Authentic self-esteem

Published by Lori Pickert on November 17, 2008 at 02:18 PM

How do you deal with it when things don’t go your way? If you make a mistake, or if someone just doesn’t appreciate your work or your idea, how do you deal?

Do you waver in your feelings of self-worth? self-confidence? Do you switch to the winning side? Do you pull back in discomfort, embarrassment, fear?

How do we build authentic self-esteem?

People who are authentically self-confident can accept criticism, weigh it, and decide what to keep and what to discard.

People who are authentically self-confident can accept their own mistakes as an unavoidable part of achievement.

People who are authentically self-confident can weigh risks and make good decisions, then deal with the consequences.

People who are authentically self-confident can accept rejection and not give up.

How do we help our children to become authentically self-confident?

15 comments

Comment by Shellyfish on November 17, 2008 at 03:33 PM

I have been giving this subject much thought of late. Raised by a loving, yet insecure mother, I have often personally struggled with this, meandering between the two extremes of self-assurance and insecurity and self-doubt. How do we nurture self-esteem without artifically inflating the egos of our children? Also, how do we avoid passing on our own insecurities?
Thanks for the foot-love the other day, too. :)

Comment by Lori Pickert on November 17, 2008 at 03:55 PM

i think there is nothing we can do *to* children that will raise their self-esteem *authentically*. true self-knowledge and self-confidence has to come from within, from things they have done themselves.

how *do* we avoid passing on our own insecurities? maybe by being open about them?

Comment by Carri on November 17, 2008 at 04:44 PM

I'm so glad you commented on my blog the other day. I'm so enjoying reading through your blog.

I struggle with my own self-esteem.I hope that by talking with my children about my issues and their own, that we are all working toward being more confident.

Comment by estea on November 17, 2008 at 04:48 PM

you been reading my diary again ? ?

"how *do* we avoid passing on our own insecurities? maybe by being open about them?"

gosh, i sure hope so.

Comment by Lori Pickert on November 17, 2008 at 06:37 PM

carri, thank you. :^)

estea .. um .. no? ;^)

▶ _WHAT YOU NEED TO DO_
1. In the self-esteem post, what can authentically self-confident people do with criticism?
2. Reproduce everything in the self-esteem post from "People who are authentically self-confident can accept their" down to "day, too. :)", word for word.

▶ _RECORD SET_
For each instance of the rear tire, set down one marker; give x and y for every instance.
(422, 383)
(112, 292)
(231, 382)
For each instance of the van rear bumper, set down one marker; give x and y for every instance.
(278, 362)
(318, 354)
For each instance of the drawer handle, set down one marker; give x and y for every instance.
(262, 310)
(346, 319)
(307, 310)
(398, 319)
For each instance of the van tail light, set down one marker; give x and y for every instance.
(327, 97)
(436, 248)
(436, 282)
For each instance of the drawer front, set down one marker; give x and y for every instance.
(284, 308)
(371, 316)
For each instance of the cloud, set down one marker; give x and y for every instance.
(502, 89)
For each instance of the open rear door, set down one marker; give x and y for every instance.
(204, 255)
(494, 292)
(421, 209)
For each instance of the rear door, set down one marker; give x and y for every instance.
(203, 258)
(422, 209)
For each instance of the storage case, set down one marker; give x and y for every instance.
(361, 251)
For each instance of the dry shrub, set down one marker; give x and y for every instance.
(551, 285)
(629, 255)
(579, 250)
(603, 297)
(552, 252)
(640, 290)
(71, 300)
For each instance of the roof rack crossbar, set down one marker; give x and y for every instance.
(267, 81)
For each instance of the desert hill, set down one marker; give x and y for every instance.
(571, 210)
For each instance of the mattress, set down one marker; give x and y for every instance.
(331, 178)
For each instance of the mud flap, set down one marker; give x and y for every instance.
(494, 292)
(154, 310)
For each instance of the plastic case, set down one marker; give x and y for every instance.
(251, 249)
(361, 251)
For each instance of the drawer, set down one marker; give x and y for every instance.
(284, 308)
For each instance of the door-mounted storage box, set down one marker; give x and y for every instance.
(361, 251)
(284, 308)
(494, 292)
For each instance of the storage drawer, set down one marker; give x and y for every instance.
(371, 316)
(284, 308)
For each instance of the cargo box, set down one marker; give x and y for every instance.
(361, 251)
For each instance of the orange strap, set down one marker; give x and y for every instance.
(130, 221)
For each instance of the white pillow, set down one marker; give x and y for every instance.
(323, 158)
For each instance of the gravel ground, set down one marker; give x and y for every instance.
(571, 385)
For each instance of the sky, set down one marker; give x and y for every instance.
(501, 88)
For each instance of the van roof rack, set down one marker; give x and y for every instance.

▶ _RESULTS_
1. They can accept it, weigh it, and decide what to keep and what to discard.

2.
People who are authentically self-confident can accept their own mistakes as an unavoidable part of achievement.

People who are authentically self-confident can weigh risks and make good decisions, then deal with the consequences.

People who are authentically self-confident can accept rejection and not give up.

How do we help our children to become authentically self-confident?

15 comments

Comment by Shellyfish on November 17, 2008 at 03:33 PM

I have been giving this subject much thought of late. Raised by a loving, yet insecure mother, I have often personally struggled with this, meandering between the two extremes of self-assurance and insecurity and self-doubt. How do we nurture self-esteem without artifically inflating the egos of our children? Also, how do we avoid passing on our own insecurities?
Thanks for the foot-love the other day, too. :)